==== EXTRAIT ====

Le Quatrième Mur d’après le roman de Sorj Chalandon, mise en scène de Julien Bleitrach et Cyril Manetta

Le Quatrième Mur, d’après le roman de Sorj Chalandon, adaptation de Marc Beaudin et Julien Bleitrach, mise en scène de Julien Bleitrach et Cyril Manetta

353_4eme_murLe roman paru il y a cinq ans est celui d’un correspondant de guerre pendant quarante ans, notamment avec des reportages en Irlande du Nord. Il avait aussi rendu compte du procès de Klaus Barbie, ce qui lui a valu le fameux prix Albert-Londres en 88. Il a couvert la guerre du Liban de 81 à 87 et avait pu voir les camps de Sabra et Chatila, après les massacres de 1982. Puis il a écrit cette fiction qui a déjà fait l’objet de plusieurs adaptations théâtrales où Georges devient lui-même le héros d’une tragédie. Entre autres, en 2017 dans une mise en scène de Julien Bouffier et avec Antigone 82 de Jean-Paul Wenzel. La même année, Julien Bleitrach crée aussi cette adaptation mais avec le seul récit de Georges.

Il revoie son grand ami metteur en scène Samuel Akounis, un Juif grec de Salonique dont la famille a été exterminée à Birkenau. Sam s’est exilé à Paris quand les colonels ont pris le pouvoir mais atteint d’un cancer en phase terminale, il a demandé à Georges de réaliser à sa place son dernier projet, absolument insensé : monter Antigone de Jean Anouilh à Beyrouth en guerre. Ce qu’il fera avec des acteurs de populations ennemies impliquées dans cette guerre civile. A son retour du Liban, Georges voit Sam et rejoue les scènes qu’il y a vécues et interprète les différents protagonistes d’Antigone. Le public est Sam. Il arrive avec son sac à dos et un magnétophone portatif où il a enregistré les enregistrements des répétitions d’Antigone dont il nous fait écouter des extraits. Une belle idée de mise en scène.

C’est à Sam que Georges parle mais aussi à lui-même, comme dans une sorte d’exorcisme où il évoque la guerre mais aussi les situations auxquelles il a été confronté. Soit l’aventure de Georges, une sorte de double de l’auteur-metteur en scène, étudiant en Sorbonne, militant d’extrême gauche et défenseur de la cause palestinienne. La pièce sera jouée une seule fois sur une petite scène vite installée dans cette ville en guerre… Antigone est une Palestinienne de confession sunnite comme son fiancé Hémon dont le père Créon, roi de Thèbes, est joué par un Maronite. Il y a aussi dans la distribution des Chiites, une Chaldéenne et une catholique arménienne. Et Georges, coiffé d’une kippa, figurera le Chœur. Tous ennemis mais d’accord pour travailler malgré tout quelques heures ensemble.

====

CONSIGNE:
Poursuivez, à partir de sa dernière phrase, la critique de la pièce Le Quatrième Mur reproduite ci-dessus.

==== DONNÉES EXTRAITES ====

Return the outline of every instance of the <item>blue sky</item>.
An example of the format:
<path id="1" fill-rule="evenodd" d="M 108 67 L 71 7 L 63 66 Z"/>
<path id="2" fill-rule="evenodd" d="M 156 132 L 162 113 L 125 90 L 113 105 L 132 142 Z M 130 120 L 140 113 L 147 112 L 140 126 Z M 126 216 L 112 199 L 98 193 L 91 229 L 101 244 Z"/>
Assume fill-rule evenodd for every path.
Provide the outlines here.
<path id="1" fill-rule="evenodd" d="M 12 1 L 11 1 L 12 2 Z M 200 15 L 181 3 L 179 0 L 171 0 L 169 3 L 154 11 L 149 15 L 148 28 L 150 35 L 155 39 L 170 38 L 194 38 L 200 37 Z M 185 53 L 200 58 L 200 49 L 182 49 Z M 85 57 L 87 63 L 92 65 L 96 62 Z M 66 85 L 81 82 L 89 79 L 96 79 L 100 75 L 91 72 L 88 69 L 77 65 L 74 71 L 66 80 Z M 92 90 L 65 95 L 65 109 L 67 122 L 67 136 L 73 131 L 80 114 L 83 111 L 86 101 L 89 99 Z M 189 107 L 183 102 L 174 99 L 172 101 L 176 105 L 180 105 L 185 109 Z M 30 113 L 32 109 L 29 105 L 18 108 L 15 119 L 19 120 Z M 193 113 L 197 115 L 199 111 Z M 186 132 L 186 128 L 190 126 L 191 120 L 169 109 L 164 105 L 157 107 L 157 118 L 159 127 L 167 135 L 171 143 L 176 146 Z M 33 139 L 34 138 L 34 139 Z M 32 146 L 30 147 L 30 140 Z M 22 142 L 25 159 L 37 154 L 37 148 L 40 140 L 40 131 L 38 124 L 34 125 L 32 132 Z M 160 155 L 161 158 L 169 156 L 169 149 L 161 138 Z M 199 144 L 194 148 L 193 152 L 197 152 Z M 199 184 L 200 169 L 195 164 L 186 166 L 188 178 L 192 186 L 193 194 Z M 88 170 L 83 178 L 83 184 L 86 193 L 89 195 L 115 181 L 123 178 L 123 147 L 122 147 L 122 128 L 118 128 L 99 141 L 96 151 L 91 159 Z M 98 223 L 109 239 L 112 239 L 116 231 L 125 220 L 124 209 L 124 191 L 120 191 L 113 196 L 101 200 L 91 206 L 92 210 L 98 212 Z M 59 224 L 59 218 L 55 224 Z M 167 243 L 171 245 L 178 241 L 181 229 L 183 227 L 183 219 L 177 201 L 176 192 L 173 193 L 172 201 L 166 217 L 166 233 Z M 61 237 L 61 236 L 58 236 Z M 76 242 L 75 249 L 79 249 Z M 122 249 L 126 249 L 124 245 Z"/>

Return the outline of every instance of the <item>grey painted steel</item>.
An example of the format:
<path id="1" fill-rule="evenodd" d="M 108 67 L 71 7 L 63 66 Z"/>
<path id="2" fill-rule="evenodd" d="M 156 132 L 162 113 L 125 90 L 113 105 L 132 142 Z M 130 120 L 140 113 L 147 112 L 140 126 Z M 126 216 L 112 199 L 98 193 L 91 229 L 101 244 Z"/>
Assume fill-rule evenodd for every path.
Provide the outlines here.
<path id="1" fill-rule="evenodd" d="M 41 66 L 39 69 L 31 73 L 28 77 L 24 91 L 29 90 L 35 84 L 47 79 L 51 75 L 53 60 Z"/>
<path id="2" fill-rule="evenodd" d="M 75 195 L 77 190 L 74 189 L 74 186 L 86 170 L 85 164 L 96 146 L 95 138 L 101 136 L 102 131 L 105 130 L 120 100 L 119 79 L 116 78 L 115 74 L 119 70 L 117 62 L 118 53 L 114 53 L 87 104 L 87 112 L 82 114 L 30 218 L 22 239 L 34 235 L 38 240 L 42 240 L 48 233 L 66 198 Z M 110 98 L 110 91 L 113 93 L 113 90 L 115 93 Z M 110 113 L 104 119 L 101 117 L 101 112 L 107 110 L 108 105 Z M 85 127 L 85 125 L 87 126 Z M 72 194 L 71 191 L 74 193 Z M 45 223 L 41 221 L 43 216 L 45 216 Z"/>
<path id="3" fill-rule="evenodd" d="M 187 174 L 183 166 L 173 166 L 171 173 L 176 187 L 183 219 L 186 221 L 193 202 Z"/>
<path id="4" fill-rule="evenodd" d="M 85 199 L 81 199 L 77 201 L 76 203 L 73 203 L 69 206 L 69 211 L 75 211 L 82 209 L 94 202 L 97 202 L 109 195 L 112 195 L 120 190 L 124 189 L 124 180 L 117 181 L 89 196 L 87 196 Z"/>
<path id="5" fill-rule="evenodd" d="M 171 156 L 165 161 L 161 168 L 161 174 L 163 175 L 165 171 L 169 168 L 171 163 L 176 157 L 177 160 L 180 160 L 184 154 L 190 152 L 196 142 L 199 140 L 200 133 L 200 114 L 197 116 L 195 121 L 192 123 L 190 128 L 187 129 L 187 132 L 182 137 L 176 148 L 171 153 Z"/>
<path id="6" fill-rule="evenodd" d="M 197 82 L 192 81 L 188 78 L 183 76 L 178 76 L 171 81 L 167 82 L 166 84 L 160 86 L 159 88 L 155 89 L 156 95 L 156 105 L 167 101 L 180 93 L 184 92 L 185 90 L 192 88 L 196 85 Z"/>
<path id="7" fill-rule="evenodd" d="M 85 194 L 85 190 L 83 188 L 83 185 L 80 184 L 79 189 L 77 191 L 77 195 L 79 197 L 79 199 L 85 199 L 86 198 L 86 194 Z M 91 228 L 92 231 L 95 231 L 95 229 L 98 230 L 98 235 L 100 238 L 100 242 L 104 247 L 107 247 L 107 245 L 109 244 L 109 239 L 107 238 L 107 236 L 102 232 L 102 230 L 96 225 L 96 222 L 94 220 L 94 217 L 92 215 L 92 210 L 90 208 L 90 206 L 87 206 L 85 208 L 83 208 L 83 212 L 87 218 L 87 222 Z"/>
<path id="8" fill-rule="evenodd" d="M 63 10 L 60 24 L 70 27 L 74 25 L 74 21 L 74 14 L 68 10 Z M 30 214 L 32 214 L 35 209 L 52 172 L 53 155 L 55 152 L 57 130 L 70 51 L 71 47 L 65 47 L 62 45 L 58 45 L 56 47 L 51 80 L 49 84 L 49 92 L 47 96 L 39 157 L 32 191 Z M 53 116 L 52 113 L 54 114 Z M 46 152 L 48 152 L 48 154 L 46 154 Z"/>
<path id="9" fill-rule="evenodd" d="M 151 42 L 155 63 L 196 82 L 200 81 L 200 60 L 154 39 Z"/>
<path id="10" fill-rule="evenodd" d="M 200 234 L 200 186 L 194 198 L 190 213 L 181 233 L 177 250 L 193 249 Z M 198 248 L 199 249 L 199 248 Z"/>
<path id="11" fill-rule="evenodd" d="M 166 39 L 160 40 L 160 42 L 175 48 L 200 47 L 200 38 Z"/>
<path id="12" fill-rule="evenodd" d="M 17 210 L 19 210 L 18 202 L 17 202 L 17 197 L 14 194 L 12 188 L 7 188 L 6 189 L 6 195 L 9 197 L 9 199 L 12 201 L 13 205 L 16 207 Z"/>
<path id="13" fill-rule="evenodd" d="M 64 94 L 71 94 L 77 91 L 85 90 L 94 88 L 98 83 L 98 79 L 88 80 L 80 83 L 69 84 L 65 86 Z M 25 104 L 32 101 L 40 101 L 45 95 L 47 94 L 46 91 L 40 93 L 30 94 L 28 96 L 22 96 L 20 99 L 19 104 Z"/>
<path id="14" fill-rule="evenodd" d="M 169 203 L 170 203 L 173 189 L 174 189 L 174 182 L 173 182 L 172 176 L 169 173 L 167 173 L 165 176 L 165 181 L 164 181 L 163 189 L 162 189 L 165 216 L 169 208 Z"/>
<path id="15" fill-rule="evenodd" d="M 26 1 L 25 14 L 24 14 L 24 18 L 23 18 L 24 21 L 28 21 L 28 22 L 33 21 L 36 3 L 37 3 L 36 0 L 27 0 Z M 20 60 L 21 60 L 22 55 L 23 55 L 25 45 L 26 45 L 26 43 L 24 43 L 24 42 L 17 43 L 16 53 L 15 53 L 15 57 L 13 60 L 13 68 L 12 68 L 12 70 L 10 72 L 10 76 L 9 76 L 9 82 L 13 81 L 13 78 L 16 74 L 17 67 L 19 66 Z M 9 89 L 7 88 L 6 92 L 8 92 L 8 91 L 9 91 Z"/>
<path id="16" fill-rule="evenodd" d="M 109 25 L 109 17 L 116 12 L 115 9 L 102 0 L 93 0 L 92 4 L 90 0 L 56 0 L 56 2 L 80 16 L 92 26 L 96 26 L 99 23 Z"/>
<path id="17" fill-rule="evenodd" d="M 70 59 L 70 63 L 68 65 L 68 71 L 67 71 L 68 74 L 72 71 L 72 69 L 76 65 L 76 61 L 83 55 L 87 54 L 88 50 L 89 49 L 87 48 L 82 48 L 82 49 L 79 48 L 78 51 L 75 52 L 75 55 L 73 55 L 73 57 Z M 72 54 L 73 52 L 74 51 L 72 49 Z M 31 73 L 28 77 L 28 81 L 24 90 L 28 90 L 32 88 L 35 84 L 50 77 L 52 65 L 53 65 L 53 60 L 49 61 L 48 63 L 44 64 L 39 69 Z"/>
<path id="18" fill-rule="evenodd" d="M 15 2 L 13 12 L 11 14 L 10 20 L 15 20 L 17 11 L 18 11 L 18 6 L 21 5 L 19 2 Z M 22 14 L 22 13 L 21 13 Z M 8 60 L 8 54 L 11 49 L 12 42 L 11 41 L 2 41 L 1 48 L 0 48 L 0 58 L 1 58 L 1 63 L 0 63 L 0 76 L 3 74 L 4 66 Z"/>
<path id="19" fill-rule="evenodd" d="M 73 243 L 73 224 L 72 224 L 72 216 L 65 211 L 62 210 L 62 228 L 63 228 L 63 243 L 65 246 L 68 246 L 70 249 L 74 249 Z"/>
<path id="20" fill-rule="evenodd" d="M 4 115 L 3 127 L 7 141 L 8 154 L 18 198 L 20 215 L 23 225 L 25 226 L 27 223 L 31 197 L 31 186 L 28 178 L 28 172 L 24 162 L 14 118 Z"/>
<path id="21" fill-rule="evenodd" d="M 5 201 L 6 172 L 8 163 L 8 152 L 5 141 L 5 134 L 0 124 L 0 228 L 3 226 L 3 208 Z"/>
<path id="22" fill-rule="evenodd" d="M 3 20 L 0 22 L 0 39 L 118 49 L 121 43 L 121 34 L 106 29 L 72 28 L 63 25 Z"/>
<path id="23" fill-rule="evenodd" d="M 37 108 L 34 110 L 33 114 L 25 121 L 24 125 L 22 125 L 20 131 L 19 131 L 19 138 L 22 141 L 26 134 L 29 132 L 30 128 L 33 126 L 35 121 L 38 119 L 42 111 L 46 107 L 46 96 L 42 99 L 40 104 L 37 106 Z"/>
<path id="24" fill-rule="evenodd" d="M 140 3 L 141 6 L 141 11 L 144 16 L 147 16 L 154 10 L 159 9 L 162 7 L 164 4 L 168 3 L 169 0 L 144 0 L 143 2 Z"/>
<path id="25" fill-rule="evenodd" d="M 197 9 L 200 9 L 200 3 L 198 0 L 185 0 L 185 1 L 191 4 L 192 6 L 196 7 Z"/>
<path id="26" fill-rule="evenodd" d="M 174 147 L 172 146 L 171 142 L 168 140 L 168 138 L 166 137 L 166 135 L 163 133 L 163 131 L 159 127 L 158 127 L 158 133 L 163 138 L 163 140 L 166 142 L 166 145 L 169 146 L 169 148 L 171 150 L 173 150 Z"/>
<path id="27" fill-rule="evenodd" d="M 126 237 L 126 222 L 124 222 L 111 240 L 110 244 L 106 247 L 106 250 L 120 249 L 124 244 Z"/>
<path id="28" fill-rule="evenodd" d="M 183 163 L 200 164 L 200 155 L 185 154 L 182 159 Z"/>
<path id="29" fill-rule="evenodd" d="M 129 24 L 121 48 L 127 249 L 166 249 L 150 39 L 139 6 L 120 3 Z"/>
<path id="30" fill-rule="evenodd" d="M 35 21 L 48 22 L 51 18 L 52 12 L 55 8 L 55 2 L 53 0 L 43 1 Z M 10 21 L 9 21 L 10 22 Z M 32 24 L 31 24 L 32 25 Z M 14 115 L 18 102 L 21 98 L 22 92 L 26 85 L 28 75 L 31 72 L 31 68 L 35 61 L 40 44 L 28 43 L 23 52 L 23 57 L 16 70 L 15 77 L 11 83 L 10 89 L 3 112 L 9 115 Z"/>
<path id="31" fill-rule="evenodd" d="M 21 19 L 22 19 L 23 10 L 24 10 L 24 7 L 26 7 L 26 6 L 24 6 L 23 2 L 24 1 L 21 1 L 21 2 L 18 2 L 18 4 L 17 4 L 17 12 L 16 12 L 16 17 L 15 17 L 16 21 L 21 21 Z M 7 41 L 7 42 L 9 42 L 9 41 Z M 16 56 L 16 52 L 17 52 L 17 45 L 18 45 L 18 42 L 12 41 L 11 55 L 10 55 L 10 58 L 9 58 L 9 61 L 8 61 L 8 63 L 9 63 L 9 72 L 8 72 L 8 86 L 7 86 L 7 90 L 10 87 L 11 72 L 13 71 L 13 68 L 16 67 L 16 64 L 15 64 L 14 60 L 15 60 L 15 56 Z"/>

====

CORRIGÉ PROPOSÉ:
Le titre de la pièce fait référence au mur invisible mais protecteur qui, entre scène et public, est construit inconsciemment par l’acteur qui le détruit, en même temps qu une possible illusion quand il s’adresse au public. Seule possibilité ici pour échapper aux horreurs de la guerre et s’exprimer en tant qu’homme libre. Face à la mort au Liban, face aussi à la mort imminente de son ami hospitalisé dans une chambre blanche. Julien Bleitrach s’impose vite et, comme il a une excellente diction et une belle présence, on l’écoute attentivement. Seul bémol, la scénographie: une petite pièce blanche réduit encore l’espace déjà limité de cette toute petite scène et cela gêne la gestualité de l’acteur qui aurait aussi intérêt à parler moins fort. Mais cette heure quinze passe très vite et le spectacle a les mêmes qualités exemplaires que Clouée au sol, une autre histoire de guerre dronesque,  jouée aussi en solo par Pauline Bayle, l’an passé sur ce même plateau. Ces deux anciens élèves de l’Ecole du Théâtre National de Chaillot n’auront pas démérité…

Philippe du Vignal

Théâtre des Déchargeurs, 3 rue des Déchargeurs, Paris I er. T. : 01 42 36 00 50.